START Records supplied
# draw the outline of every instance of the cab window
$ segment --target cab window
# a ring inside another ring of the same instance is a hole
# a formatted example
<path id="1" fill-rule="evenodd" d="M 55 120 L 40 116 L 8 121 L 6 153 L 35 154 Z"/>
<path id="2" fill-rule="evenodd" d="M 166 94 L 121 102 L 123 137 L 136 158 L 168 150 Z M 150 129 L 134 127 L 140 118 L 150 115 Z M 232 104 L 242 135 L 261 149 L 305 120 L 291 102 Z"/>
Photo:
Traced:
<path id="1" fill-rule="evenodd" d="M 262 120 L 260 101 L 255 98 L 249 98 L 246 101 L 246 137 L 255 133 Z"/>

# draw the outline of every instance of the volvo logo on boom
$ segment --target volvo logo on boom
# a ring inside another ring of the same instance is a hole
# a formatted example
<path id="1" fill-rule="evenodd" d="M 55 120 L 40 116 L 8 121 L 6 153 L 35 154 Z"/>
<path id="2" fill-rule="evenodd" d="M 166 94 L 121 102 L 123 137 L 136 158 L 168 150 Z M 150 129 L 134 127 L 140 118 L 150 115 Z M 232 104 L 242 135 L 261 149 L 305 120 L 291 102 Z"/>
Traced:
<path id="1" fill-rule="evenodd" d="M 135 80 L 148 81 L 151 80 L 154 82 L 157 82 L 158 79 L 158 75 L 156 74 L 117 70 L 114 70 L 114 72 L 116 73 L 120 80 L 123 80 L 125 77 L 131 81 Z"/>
END Records supplied
Return all of the entries exactly as written.

Response to this exercise:
# draw the outline of every instance of the cab window
$ segment --target cab window
# a ring inside another ring of the same instance is a hole
# a formatted example
<path id="1" fill-rule="evenodd" d="M 55 120 L 40 116 L 8 121 L 6 153 L 35 154 Z"/>
<path id="2" fill-rule="evenodd" d="M 166 94 L 121 102 L 123 137 L 136 158 L 168 150 Z M 150 129 L 134 127 L 140 118 L 150 115 Z M 232 104 L 242 135 L 261 149 L 305 120 L 291 102 Z"/>
Photo:
Traced:
<path id="1" fill-rule="evenodd" d="M 262 120 L 260 101 L 255 98 L 249 98 L 246 101 L 246 137 L 255 133 Z"/>

# draw the outline of every instance of the volvo logo on boom
$ segment --target volvo logo on boom
# a ring inside another ring of the same instance is a hole
# a formatted example
<path id="1" fill-rule="evenodd" d="M 55 120 L 40 116 L 8 121 L 6 153 L 35 154 Z"/>
<path id="2" fill-rule="evenodd" d="M 166 94 L 121 102 L 123 137 L 136 158 L 168 150 Z M 150 129 L 134 127 L 140 118 L 150 115 Z M 232 104 L 242 135 L 261 149 L 305 120 L 291 102 Z"/>
Traced:
<path id="1" fill-rule="evenodd" d="M 135 80 L 148 81 L 151 80 L 154 82 L 157 82 L 158 79 L 158 75 L 156 74 L 117 70 L 114 70 L 114 72 L 116 73 L 120 80 L 123 80 L 125 77 L 131 81 Z"/>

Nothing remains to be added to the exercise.